Is decimal separator (‘.’ or ‘,’ ) depends of CurrentCulture?
I have a problem in serialization XML.
When I type ‘,’ as separator, I have an exception. (Culture is setted as DE-de)
Regards
example ( TestProperties is my own class for testing)
TestProperties properties = new TestProperties
Thread.CurrentThread.CurrentCulture = CultureInfo.CreateSpecificCulture(cultureName);
double tempValue = 1.23 // Or 1,23
properties.DoubleValue = tempValue;
XmlSerializer serializer = new XmlSerializer(typeof(TestProperties));
TextWriter textWriter = new StreamWriter(XMLPath);
serializer.Serialize(textWriter, properties);
textWriter.Close();
public class TestProperties
{
private double _doubleValue;
[XmlElement("Double")]
public double DoubleValue
{
get { return _doubleValue; }
set { _doubleValue = value; }
}
}
It depends entirely on the context. You mention xml; within xml, the format is usually represented in a non-cultural culture (which means: . is decimal and , is thousands etc). Similarly, xml has specific representations for dates/times.
If you are building your xml via
XmlWriter,XElement,XmlSerializer(etc) this will be automatic; if you are building it by hand it could well be confused (a mix of different representations).If the data is not in the expected format, you might have to load it into a
stringproperty (rather than, say, afloatetc), and process it separately.

- _TASKS_:
[1] Decide whether each statement below agrees with the decimal-separator text. Answer yes or no for each, and quote the text's deciding words.
(a) The culture was set as DE-de.
(b) Within xml, the comma usually serves as the decimal separator.
(c) The exception appeared when ‘.’ was typed as the separator.
[2] Translate this sentence from the decimal-separator text into Spanish: "Similarly, xml has specific representations for dates/times."
[3] Write out a passage from the decimal-separator text. Begin at the words "I have a problem" and stop after "class for testing)".

- _DATASET CONTENT_:
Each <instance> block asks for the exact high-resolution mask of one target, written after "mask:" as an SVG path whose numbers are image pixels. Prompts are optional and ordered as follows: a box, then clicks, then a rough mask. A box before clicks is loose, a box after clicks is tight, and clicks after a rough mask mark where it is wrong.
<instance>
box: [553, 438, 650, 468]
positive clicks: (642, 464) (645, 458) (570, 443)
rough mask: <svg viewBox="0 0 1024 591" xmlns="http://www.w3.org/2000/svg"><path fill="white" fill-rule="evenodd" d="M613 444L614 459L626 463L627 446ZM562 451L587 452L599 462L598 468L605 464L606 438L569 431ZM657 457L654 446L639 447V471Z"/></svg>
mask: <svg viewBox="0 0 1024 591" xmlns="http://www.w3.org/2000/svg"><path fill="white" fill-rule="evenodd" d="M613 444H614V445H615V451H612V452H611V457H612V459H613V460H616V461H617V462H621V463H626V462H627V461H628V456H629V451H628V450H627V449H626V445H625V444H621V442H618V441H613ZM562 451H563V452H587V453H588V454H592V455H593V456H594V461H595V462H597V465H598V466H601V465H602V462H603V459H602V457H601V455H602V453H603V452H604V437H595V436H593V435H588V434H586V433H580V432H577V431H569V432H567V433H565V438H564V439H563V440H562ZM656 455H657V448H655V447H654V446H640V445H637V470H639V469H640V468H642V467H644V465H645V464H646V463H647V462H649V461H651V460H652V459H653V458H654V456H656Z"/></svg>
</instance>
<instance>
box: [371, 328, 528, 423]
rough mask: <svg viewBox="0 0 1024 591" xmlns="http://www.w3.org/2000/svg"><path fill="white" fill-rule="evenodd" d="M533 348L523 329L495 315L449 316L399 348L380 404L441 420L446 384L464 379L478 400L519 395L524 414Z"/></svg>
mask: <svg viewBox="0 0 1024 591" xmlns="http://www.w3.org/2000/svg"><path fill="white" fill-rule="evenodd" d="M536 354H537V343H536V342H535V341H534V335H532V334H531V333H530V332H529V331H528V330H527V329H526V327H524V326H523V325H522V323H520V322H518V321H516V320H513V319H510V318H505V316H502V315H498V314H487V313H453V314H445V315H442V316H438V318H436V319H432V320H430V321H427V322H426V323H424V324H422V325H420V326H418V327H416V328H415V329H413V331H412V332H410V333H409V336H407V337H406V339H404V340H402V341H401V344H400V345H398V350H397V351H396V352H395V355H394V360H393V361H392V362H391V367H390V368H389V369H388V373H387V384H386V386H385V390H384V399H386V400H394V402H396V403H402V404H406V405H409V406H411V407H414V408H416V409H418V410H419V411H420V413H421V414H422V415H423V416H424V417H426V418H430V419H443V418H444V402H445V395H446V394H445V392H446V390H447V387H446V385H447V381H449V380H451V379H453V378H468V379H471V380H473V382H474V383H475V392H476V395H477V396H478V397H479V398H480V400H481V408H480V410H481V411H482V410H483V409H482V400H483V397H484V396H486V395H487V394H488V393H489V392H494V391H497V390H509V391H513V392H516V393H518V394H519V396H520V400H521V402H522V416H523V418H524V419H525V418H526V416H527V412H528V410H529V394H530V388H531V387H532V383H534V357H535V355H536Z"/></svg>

- _ANSWERS GIVEN_:
[1]
(a) Yes: "Culture is setted as DE-de"
(b) No: "which means: . is decimal and , is thousands etc"
(c) No: "When I type ‘,’ as separator, I have an exception."

[2] Del mismo modo, xml tiene representaciones específicas para fechas/horas.

[3]
I have a problem in serialization XML.
When I type ‘,’ as separator, I have an exception. (Culture is setted as DE-de)
Regards
example ( TestProperties is my own class for testing)